### Given request:
Please convert the lines from the one containing "Target: utility pole" up to and including the one containing "61L333 61L335 67L335" into a JSON list of strings, with one string per line and blank lines omitted. Include only those lines.

### Records supplied:
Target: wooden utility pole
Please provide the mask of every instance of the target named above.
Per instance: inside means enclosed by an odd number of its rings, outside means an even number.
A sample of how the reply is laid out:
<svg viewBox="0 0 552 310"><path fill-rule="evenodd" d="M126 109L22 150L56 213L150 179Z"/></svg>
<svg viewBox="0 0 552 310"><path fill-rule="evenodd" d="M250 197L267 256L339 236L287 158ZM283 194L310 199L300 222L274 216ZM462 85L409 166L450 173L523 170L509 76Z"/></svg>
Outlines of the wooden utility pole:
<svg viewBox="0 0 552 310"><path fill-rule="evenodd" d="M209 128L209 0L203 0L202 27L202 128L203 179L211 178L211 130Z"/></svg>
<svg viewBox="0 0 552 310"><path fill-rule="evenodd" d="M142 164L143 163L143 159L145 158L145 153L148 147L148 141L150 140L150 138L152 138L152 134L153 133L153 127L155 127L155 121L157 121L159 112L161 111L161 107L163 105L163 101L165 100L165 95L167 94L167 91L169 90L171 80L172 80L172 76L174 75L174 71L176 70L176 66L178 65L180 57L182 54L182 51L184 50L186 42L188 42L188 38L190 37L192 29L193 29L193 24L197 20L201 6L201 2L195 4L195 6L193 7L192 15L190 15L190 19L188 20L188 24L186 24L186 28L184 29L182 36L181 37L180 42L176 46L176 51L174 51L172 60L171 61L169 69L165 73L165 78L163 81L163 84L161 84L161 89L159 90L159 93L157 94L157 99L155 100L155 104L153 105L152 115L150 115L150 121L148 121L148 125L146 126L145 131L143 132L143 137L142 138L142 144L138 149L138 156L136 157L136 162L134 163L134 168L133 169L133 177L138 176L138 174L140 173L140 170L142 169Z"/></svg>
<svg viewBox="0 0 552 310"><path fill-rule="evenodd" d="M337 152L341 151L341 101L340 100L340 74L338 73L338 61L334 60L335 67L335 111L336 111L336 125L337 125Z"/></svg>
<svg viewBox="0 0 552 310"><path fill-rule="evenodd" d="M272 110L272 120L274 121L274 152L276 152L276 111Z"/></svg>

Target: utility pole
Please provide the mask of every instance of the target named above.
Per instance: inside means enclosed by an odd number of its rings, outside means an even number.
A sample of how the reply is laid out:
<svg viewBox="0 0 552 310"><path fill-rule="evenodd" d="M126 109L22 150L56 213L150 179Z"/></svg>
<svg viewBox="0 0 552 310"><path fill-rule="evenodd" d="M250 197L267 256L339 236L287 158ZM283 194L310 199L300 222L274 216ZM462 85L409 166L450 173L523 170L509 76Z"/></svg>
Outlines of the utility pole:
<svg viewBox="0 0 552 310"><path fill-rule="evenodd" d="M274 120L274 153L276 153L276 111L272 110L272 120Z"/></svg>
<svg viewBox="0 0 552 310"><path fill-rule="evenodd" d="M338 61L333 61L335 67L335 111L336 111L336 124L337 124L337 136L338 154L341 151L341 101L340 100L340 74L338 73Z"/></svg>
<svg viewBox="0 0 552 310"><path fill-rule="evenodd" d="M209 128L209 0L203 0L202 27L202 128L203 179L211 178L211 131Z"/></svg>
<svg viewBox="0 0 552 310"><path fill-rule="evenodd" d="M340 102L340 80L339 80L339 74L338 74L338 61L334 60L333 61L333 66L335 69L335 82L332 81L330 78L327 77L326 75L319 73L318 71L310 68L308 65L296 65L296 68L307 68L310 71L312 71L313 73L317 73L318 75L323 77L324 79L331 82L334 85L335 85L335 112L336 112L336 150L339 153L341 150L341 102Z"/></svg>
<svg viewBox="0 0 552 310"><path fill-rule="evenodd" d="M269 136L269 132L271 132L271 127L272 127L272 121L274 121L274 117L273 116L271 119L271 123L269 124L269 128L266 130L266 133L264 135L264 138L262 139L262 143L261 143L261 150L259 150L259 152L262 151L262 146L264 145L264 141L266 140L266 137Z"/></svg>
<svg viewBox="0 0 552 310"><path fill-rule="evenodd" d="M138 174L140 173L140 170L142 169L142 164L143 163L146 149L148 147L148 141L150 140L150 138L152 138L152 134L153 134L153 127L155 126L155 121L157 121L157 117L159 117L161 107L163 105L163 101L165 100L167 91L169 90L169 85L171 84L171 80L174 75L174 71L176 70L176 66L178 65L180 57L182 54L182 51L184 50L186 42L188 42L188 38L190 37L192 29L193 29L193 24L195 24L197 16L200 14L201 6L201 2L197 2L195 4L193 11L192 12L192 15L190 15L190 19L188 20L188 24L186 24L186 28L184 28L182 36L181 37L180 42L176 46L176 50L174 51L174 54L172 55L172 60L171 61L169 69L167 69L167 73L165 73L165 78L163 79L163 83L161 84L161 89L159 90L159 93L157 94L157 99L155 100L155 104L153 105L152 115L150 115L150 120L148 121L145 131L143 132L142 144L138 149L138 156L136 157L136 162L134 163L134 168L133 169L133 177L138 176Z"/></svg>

### Final answer:
[
  "Target: utility pole",
  "Please provide the mask of every instance of the target named above.",
  "Per instance: inside means enclosed by an odd number of its rings, outside means an even number.",
  "A sample of how the reply is laid out:",
  "<svg viewBox=\"0 0 552 310\"><path fill-rule=\"evenodd\" d=\"M126 109L22 150L56 213L150 179Z\"/></svg>",
  "<svg viewBox=\"0 0 552 310\"><path fill-rule=\"evenodd\" d=\"M250 197L267 256L339 236L287 158ZM283 194L310 199L300 222L274 216ZM462 85L409 166L450 173L523 170L509 76Z\"/></svg>",
  "Outlines of the utility pole:",
  "<svg viewBox=\"0 0 552 310\"><path fill-rule=\"evenodd\" d=\"M274 120L274 153L276 153L276 111L272 110L272 120Z\"/></svg>",
  "<svg viewBox=\"0 0 552 310\"><path fill-rule=\"evenodd\" d=\"M338 61L333 61L335 67L335 111L336 111L336 124L337 124L337 136L338 154L341 151L341 101L340 100L340 74L338 73Z\"/></svg>"
]